(Referring expression pointing data)
== Segment start ==
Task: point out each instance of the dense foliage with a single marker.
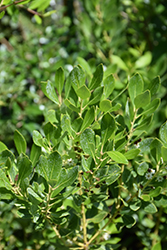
(104, 127)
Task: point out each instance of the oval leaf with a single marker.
(20, 142)
(117, 157)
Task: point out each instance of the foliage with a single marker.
(93, 170)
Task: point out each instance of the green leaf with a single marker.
(144, 123)
(149, 208)
(164, 153)
(66, 124)
(49, 91)
(59, 80)
(96, 96)
(37, 137)
(118, 61)
(34, 197)
(25, 168)
(163, 133)
(84, 64)
(155, 192)
(97, 77)
(50, 168)
(77, 77)
(4, 182)
(128, 220)
(99, 217)
(35, 154)
(131, 154)
(87, 138)
(83, 92)
(88, 119)
(2, 14)
(118, 157)
(142, 99)
(71, 106)
(157, 246)
(155, 148)
(2, 146)
(135, 87)
(155, 85)
(5, 155)
(142, 168)
(144, 60)
(66, 179)
(113, 174)
(105, 105)
(150, 108)
(109, 84)
(20, 142)
(107, 127)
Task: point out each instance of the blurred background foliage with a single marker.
(126, 36)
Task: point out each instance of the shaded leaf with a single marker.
(49, 91)
(59, 80)
(87, 138)
(66, 179)
(4, 182)
(97, 77)
(131, 154)
(20, 142)
(88, 119)
(135, 86)
(107, 127)
(117, 157)
(142, 99)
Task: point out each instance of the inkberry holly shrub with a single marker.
(93, 170)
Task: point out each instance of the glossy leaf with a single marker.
(37, 137)
(4, 182)
(66, 179)
(97, 77)
(149, 208)
(49, 91)
(155, 85)
(88, 119)
(71, 106)
(83, 92)
(35, 154)
(164, 153)
(84, 64)
(87, 138)
(96, 96)
(135, 86)
(144, 60)
(117, 157)
(142, 168)
(131, 154)
(155, 148)
(157, 246)
(25, 169)
(150, 108)
(99, 217)
(105, 105)
(20, 142)
(107, 127)
(129, 221)
(163, 133)
(59, 80)
(2, 146)
(50, 168)
(109, 84)
(77, 77)
(142, 99)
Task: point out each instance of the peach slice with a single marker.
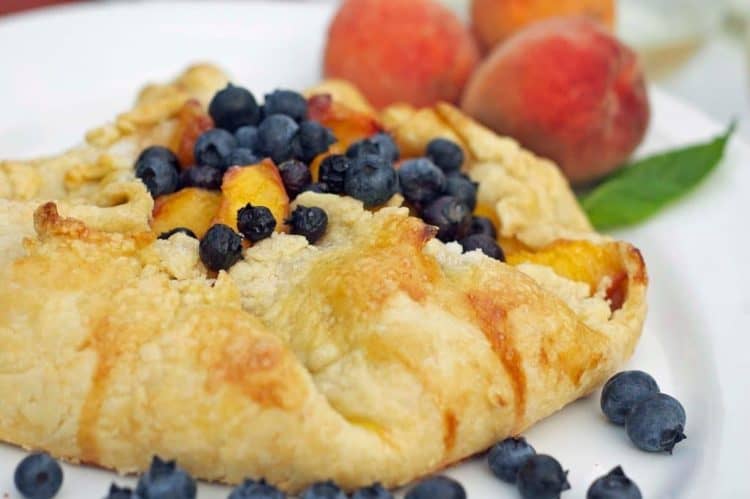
(259, 185)
(346, 124)
(192, 208)
(192, 121)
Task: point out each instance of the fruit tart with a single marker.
(298, 290)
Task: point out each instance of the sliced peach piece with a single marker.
(192, 208)
(336, 148)
(192, 121)
(259, 185)
(581, 261)
(346, 124)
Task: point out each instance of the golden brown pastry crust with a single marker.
(379, 354)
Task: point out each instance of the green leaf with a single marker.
(638, 191)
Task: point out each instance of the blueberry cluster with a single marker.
(245, 133)
(221, 246)
(654, 421)
(446, 198)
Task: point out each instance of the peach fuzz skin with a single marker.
(567, 90)
(495, 20)
(414, 51)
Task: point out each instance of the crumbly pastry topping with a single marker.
(369, 342)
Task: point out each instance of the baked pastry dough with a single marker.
(378, 354)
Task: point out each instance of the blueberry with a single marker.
(450, 216)
(158, 174)
(255, 222)
(276, 136)
(241, 156)
(380, 144)
(323, 490)
(462, 187)
(116, 492)
(247, 137)
(165, 480)
(183, 230)
(485, 244)
(421, 181)
(295, 175)
(332, 172)
(482, 225)
(220, 248)
(251, 489)
(160, 152)
(371, 179)
(286, 102)
(614, 485)
(656, 423)
(374, 491)
(213, 148)
(437, 487)
(205, 177)
(319, 187)
(446, 154)
(38, 476)
(234, 107)
(313, 139)
(623, 391)
(309, 222)
(507, 457)
(542, 477)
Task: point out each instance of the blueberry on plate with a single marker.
(319, 187)
(286, 102)
(332, 172)
(158, 174)
(462, 187)
(165, 480)
(213, 148)
(247, 137)
(542, 477)
(371, 179)
(160, 152)
(204, 177)
(313, 139)
(506, 458)
(177, 230)
(437, 487)
(220, 248)
(446, 154)
(323, 490)
(614, 485)
(380, 144)
(656, 423)
(482, 225)
(250, 489)
(241, 156)
(450, 216)
(233, 107)
(420, 180)
(623, 391)
(116, 492)
(485, 244)
(295, 175)
(374, 491)
(276, 136)
(309, 222)
(255, 222)
(38, 476)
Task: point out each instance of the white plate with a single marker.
(66, 69)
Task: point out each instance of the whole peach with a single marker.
(414, 51)
(567, 90)
(495, 20)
== Segment end ==
- [THE TASK]
Reproduce the records in full, exactly as they appear, and show none of the pictures.

- [RESULT BELOW]
Task: point out each instance of the dense foliage with a single marker.
(104, 127)
Task: point out each instance of the oval leaf with a single marker.
(20, 142)
(117, 157)
Task: point out each instance of the foliage with a single marker.
(93, 170)
Task: point out each instance of the green leaf with a single marker.
(144, 123)
(149, 208)
(164, 153)
(66, 124)
(49, 91)
(59, 80)
(96, 96)
(37, 137)
(118, 61)
(34, 197)
(25, 168)
(163, 133)
(84, 64)
(155, 192)
(97, 77)
(50, 168)
(77, 77)
(4, 182)
(128, 220)
(99, 217)
(35, 154)
(131, 154)
(87, 138)
(83, 92)
(88, 119)
(2, 14)
(118, 157)
(142, 99)
(71, 106)
(157, 246)
(155, 148)
(2, 146)
(135, 87)
(155, 85)
(5, 155)
(142, 168)
(144, 60)
(66, 179)
(113, 174)
(105, 105)
(150, 108)
(109, 84)
(20, 142)
(107, 127)
Task: point out each instance of the blurred background foliage with a single marker.
(126, 36)
Task: point out each instance of the shaded leaf with a single marker.
(49, 91)
(59, 80)
(87, 138)
(66, 179)
(4, 182)
(97, 77)
(131, 154)
(20, 142)
(88, 119)
(135, 86)
(107, 127)
(117, 157)
(142, 99)
Task: point out each instance of the inkberry holly shrub with a single marker.
(93, 170)
Task: point out each instance of the glossy leaf with a single marker.
(37, 137)
(4, 182)
(66, 179)
(97, 77)
(149, 208)
(49, 91)
(155, 85)
(88, 119)
(71, 106)
(83, 92)
(35, 154)
(164, 153)
(84, 64)
(87, 138)
(96, 96)
(135, 86)
(144, 60)
(117, 157)
(142, 168)
(131, 154)
(155, 148)
(157, 246)
(25, 169)
(150, 108)
(99, 217)
(105, 105)
(20, 142)
(107, 127)
(129, 221)
(163, 133)
(59, 80)
(2, 146)
(50, 168)
(109, 84)
(77, 77)
(142, 99)
Task: point out each instance of the peach slice with a single marker.
(259, 185)
(346, 124)
(192, 208)
(192, 121)
Task: point out each instance of the fruit tart with a single marker.
(298, 290)
Task: point out each instance of the sliced peach piece with a single marker.
(192, 208)
(336, 148)
(192, 121)
(259, 185)
(581, 261)
(346, 124)
Task: point out each instance of the golden brown pastry crust with a single marker.
(379, 354)
Task: point out each instance of the green leaf with a single marker.
(638, 191)
Task: point out each instance of the blueberry cluster with a single marker.
(245, 133)
(221, 246)
(654, 421)
(446, 198)
Task: point out each instance of the peach fuzz skin with a single marker.
(567, 90)
(495, 20)
(414, 51)
Task: point out each instance of the crumbly pastry topping with a single marker.
(369, 342)
Task: point out each instance of the baked pastry dough with a single marker.
(378, 354)
Task: point out each instance of the blueberry with a single marker.
(450, 216)
(158, 174)
(255, 222)
(276, 136)
(241, 156)
(380, 144)
(323, 490)
(462, 187)
(116, 492)
(247, 137)
(165, 480)
(183, 230)
(485, 244)
(421, 181)
(295, 175)
(332, 172)
(482, 225)
(220, 248)
(251, 489)
(160, 152)
(371, 179)
(286, 102)
(614, 485)
(656, 423)
(374, 491)
(213, 148)
(437, 487)
(205, 177)
(319, 187)
(446, 154)
(38, 476)
(234, 107)
(313, 139)
(623, 391)
(309, 222)
(507, 457)
(542, 477)
Task: point out each instance of the blueberry on plate with a single marker.
(319, 187)
(286, 102)
(332, 172)
(158, 174)
(462, 187)
(165, 480)
(213, 148)
(247, 137)
(542, 477)
(371, 179)
(160, 152)
(204, 177)
(313, 139)
(506, 458)
(177, 230)
(437, 487)
(220, 248)
(446, 154)
(323, 490)
(614, 485)
(380, 144)
(656, 423)
(482, 225)
(250, 489)
(241, 156)
(450, 216)
(233, 107)
(420, 180)
(623, 391)
(116, 492)
(485, 244)
(295, 175)
(374, 491)
(276, 136)
(309, 222)
(255, 222)
(38, 476)
Task: point out each instance of the white plate with a single marker.
(66, 69)
Task: point out each instance of the whole peach with a single marker.
(414, 51)
(567, 90)
(495, 20)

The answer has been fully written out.